- [Required work]: The answer must consist of every record below, transcribed exactly.

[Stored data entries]

────

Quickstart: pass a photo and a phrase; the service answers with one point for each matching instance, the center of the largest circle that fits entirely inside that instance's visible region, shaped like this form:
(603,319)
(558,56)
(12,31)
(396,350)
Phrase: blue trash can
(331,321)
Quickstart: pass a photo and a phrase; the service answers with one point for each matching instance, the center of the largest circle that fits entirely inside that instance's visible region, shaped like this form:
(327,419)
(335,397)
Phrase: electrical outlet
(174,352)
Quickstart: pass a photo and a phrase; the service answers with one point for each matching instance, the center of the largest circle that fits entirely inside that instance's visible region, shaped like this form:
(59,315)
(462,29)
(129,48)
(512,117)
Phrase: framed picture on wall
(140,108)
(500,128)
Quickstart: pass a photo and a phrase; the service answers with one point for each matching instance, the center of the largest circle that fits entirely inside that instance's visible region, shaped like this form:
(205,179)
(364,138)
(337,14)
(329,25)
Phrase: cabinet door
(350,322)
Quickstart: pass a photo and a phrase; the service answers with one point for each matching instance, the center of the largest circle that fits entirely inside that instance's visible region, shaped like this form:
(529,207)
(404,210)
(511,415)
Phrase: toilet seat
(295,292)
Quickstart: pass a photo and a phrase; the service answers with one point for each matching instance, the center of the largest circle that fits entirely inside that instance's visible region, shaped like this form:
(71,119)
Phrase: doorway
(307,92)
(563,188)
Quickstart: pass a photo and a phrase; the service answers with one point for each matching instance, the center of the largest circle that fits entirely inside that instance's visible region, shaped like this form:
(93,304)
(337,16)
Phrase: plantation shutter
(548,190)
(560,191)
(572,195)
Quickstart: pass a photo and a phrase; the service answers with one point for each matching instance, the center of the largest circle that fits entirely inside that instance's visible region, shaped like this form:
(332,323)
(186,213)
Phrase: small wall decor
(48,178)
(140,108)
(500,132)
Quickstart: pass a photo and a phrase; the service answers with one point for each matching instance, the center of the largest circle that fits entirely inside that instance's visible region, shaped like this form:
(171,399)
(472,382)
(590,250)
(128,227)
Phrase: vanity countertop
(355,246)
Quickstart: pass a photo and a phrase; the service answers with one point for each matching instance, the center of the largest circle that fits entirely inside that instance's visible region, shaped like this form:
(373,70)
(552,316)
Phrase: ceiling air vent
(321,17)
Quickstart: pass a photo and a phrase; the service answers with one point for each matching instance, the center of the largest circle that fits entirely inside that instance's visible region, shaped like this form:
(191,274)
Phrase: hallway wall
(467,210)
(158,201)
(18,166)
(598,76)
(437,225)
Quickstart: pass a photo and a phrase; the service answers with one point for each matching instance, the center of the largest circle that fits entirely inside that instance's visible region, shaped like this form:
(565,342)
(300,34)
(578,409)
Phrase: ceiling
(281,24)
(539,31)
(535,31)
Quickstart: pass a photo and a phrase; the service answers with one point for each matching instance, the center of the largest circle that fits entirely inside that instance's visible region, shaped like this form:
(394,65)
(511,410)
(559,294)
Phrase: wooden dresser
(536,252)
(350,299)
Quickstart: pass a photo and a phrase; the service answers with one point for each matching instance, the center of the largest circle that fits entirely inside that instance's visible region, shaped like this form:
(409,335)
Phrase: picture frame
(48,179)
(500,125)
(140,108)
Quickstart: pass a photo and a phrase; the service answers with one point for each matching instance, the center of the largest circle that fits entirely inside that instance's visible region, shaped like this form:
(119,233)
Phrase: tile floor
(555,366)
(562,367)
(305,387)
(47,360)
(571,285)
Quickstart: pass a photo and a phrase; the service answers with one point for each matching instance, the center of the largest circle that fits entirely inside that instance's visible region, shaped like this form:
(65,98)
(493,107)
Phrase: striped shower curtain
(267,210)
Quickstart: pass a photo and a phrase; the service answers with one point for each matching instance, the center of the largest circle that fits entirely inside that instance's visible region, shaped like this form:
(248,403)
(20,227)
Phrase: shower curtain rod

────

- [Solution for this exercise]:
Quickstart: pass a photo and a phrase; the service answers with one point for each matching instance, the center of the largest circle that fits entirely inside that instance's visible region, shaped like this form:
(603,319)
(558,56)
(12,31)
(396,350)
Phrase: blue trash can
(331,321)
Quickstart: pass a photo and a phrase; the service answers with one point for each matching instance, the center of the largest circle that fits entirely inside that instance's visible region, shaped like this form:
(327,419)
(335,397)
Phrase: electrical outlet
(174,352)
Quickstart: pass a photo and a phrase; the service answers with one point for each matching instance, the center of the largest circle that fits entirely inside that instance's visible region, shaped like this form:
(59,315)
(462,29)
(129,48)
(512,117)
Phrase: framed picture on wall
(140,108)
(500,128)
Quickstart: pass a photo and a phrase; the service answers with one point for each matching instance, the center of the largest circle that fits entirely inside that instance's visible region, shaped like this form:
(205,179)
(364,138)
(337,14)
(329,25)
Phrase: cabinet door
(350,322)
Quickstart: pass a photo and a phrase; the service answers with one point for each matching instance, the center of the largest circle that fits entirely inside that instance's visible region, shaped like this form:
(529,207)
(404,210)
(511,415)
Phrase: toilet seat
(295,292)
Quickstart: pass a photo and a phrase; the service answers with one point for each matching instance, the center of the largest circle that fits entirely inside that instance's visible region, shaped like this form:
(71,119)
Phrase: doorway
(307,92)
(563,188)
Quickstart: pass a photo and a phrase; the service answers with one point for each matching instance, the center of the largest circle that fits entirely inside that instance's visible region, shaped like this form:
(93,304)
(337,16)
Phrase: plantation shutter
(548,190)
(560,191)
(572,195)
Quickstart: pass a photo and a phrase; the service answers with one point for each matching instance, the center of the largest circle that fits entirely inside that instance's visible region, shaped like this form:
(332,323)
(186,213)
Phrase: small wall decor
(48,178)
(140,108)
(500,132)
Quickstart: pass a photo and a phrase; the service answers with one point for each matching instance, the center of the largest circle that fits entirely inside that instance's visible region, shaped like this form:
(171,399)
(472,382)
(590,250)
(128,227)
Phrase: vanity countertop
(355,246)
Quickstart: pass a photo and a phrase; the service answers with one point for each matching instance, the center of the largest circle that fits entirely inside that instance's visible region, shaped like this form:
(373,70)
(552,316)
Phrase: ceiling air vent
(321,17)
Quickstart: pass a photo and a phrase; the service answers with one point for each matching instance, the center of the largest circle that fits entirely inside that instance's visible region, shaped like this form:
(191,274)
Phrase: hallway wall
(467,210)
(158,201)
(18,166)
(598,76)
(437,225)
Quickstart: pass a photo and a phrase; the service answers with one point for each matching instance, the center of the largest circle that fits entirely inside that instance's visible region, shaped like this form:
(565,342)
(300,34)
(578,409)
Phrase: ceiling
(281,24)
(539,31)
(535,31)
Quickstart: pass a photo and a phrase; the service answers with one point for each matching instance, the center of the largest circle that fits entirely inside that instance's visible region, shaped like this form:
(394,65)
(511,410)
(559,294)
Phrase: wooden dresser
(536,252)
(350,299)
Quickstart: pass a photo and a phrase; the service answers with one point for each matching instance, the center of the largest circle that fits entirely inside that instance's visible region, shaped like this form:
(409,335)
Phrase: picture frame
(48,179)
(500,125)
(140,108)
Quickstart: pass a photo and a phrase; the service answers with one point for each matching instance, the center of the largest circle that fits entirely inside that instance's visible region, shaped like this form:
(119,233)
Phrase: tile floor
(555,366)
(562,367)
(305,387)
(47,360)
(571,285)
Quickstart: pass a photo and a phrase; the service answers with one point for each matching instance, the center of the largest circle that fits entirely inside that instance's visible region, shaped like this form:
(65,98)
(493,107)
Phrase: striped shower curtain
(267,210)
Quickstart: pass a photo and a phrase; the service answers with one point for each matching instance, the center of the largest circle that fits entirely inside that instance's visible region, shaped like this form:
(248,403)
(20,227)
Phrase: shower curtain rod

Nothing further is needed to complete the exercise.